▸ **Task goal**: In the data below, locate each line with the word "plaza" and list it.

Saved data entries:
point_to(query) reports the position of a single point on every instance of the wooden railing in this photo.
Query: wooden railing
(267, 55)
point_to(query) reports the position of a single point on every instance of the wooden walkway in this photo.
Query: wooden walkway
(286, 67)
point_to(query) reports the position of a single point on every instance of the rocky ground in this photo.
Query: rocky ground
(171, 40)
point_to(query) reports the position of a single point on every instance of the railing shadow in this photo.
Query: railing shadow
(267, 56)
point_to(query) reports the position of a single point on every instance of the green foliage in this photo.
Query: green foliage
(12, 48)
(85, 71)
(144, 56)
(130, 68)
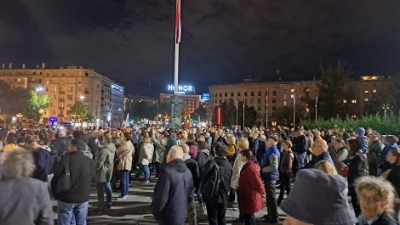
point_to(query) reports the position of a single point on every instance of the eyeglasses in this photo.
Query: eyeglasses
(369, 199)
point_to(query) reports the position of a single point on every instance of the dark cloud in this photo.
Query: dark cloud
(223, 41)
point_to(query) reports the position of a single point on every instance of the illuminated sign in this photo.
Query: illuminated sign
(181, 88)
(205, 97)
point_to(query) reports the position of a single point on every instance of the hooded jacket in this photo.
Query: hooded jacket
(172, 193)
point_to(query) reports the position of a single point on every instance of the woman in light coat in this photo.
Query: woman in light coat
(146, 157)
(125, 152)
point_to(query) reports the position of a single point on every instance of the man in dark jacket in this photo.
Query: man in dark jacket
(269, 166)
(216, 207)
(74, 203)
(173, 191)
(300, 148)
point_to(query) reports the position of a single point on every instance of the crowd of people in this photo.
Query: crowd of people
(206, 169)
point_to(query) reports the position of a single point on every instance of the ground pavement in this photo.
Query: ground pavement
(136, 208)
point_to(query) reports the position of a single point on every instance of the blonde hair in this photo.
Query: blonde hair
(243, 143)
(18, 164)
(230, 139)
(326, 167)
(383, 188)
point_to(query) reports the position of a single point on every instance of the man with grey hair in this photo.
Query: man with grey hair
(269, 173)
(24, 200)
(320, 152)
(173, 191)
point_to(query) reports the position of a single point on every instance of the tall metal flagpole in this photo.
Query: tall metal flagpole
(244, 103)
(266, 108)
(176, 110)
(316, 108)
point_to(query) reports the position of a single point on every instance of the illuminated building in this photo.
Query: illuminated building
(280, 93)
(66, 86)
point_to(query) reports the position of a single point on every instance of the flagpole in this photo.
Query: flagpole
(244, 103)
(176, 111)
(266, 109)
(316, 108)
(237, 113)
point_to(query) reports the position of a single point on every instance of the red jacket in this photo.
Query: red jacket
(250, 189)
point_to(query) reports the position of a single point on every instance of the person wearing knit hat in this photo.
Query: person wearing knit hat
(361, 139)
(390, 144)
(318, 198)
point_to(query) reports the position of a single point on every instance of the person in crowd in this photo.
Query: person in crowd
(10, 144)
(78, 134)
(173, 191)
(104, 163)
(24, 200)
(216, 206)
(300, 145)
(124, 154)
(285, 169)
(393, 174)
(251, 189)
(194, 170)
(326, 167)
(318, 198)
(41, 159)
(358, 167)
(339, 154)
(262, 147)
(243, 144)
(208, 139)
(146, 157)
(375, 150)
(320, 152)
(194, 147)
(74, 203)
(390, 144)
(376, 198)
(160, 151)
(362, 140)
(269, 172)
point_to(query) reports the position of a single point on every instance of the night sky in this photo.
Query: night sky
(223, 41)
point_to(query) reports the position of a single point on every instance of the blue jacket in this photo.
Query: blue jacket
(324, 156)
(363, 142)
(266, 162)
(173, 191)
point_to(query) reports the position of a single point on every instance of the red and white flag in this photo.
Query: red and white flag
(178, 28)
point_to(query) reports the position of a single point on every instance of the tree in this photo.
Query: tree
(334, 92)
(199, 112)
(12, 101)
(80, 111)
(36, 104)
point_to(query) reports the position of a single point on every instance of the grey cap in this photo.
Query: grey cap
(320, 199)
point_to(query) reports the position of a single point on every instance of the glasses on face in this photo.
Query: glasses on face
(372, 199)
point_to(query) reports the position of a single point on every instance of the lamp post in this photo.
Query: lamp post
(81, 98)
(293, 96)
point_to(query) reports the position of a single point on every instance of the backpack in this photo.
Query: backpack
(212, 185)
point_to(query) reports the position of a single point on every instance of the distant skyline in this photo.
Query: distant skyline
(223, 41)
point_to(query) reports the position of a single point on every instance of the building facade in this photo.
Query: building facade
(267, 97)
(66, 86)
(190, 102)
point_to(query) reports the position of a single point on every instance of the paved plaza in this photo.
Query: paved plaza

▸ **Answer box**:
point_to(query) reports the position of a single point on every instance of the paved plaza in this photo.
Query: paved plaza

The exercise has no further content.